STATED EXERCISE: Quote each of the entries below word for word, in the order they appear.

====== LISTED ENTRIES ======

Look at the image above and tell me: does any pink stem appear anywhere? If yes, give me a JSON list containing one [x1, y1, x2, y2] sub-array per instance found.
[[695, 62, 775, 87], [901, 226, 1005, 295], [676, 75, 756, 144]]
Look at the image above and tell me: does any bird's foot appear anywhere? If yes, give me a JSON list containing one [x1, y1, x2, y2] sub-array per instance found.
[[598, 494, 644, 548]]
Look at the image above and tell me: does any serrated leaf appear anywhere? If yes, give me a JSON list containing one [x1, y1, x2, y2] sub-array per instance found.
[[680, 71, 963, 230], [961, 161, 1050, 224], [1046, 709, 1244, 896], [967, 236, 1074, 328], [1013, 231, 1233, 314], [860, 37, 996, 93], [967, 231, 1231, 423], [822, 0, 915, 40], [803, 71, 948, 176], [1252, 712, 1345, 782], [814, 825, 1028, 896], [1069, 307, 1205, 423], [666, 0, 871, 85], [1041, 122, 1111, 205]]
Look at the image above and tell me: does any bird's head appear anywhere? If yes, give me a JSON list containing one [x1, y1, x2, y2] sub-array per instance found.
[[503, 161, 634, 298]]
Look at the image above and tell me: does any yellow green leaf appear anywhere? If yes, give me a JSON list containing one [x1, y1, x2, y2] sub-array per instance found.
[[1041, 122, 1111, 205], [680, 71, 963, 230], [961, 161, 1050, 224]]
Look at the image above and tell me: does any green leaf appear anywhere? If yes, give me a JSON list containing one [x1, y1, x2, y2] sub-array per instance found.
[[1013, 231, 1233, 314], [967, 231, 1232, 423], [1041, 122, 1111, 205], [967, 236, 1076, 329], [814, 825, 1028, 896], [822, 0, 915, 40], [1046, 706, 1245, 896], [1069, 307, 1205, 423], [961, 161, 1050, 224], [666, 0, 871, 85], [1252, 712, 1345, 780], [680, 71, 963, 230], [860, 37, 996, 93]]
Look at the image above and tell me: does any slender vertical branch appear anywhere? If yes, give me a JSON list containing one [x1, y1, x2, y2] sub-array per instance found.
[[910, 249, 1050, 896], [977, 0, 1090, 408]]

======

WRITTEN ANSWER:
Look at the image above and tell me: does any pink stem appear anywhere? If yes, give me a JSON list containing one [x1, y1, x2, y2] sub-array per instance found.
[[695, 62, 775, 87], [901, 226, 1005, 295], [676, 75, 756, 144]]
Look at the image above and tell me: does any bird's foot appear anywhere? If yes, give me a JSON list containing one [x1, y1, x2, y2] sub-array per instance found.
[[598, 494, 644, 548]]
Look at the image above and tell me: does any serrated leaf appear anywhere? If yes, give me a JSON list containing one [x1, y1, x2, y2] sub-array per instance found.
[[680, 71, 963, 230], [961, 161, 1050, 224], [1046, 709, 1244, 896], [967, 236, 1074, 328], [1013, 231, 1233, 314], [860, 37, 996, 93], [967, 231, 1231, 423], [822, 0, 915, 40], [803, 71, 948, 176], [1252, 712, 1345, 782], [814, 825, 1028, 896], [1069, 307, 1205, 423], [666, 0, 871, 85], [1041, 122, 1111, 205]]
Look at the image above and tell me: does any bird's head appear anywhere? If yes, give me a JSON list containing one [x1, y1, x2, y2] sub-array per instance found.
[[503, 161, 634, 298]]
Look at the image above and tell me: does any yellow green leaf appear anywhere? If yes, give me a JSON list containing one [x1, y1, x2, y2] sub-array per instance found.
[[1041, 122, 1111, 205], [680, 71, 963, 230], [961, 161, 1050, 224]]
Look at the image above and tell me: does any green leaf appear anywhere? If yes, give me a JSON list containing one [x1, y1, x2, y2] sub-array per instance found.
[[1013, 231, 1233, 314], [967, 231, 1232, 423], [1041, 122, 1111, 205], [967, 236, 1076, 329], [814, 825, 1028, 896], [822, 0, 915, 40], [1046, 706, 1245, 896], [1069, 307, 1205, 423], [961, 161, 1050, 224], [666, 0, 871, 85], [1252, 712, 1345, 780], [680, 71, 963, 230], [860, 37, 996, 93]]
Look at the image above and tell me: does any slender vertical branch appear anywhere? If yes, give me a JSON list containing one [x1, y1, x2, y2] sub-array per instance found.
[[910, 249, 1050, 896], [977, 0, 1090, 408]]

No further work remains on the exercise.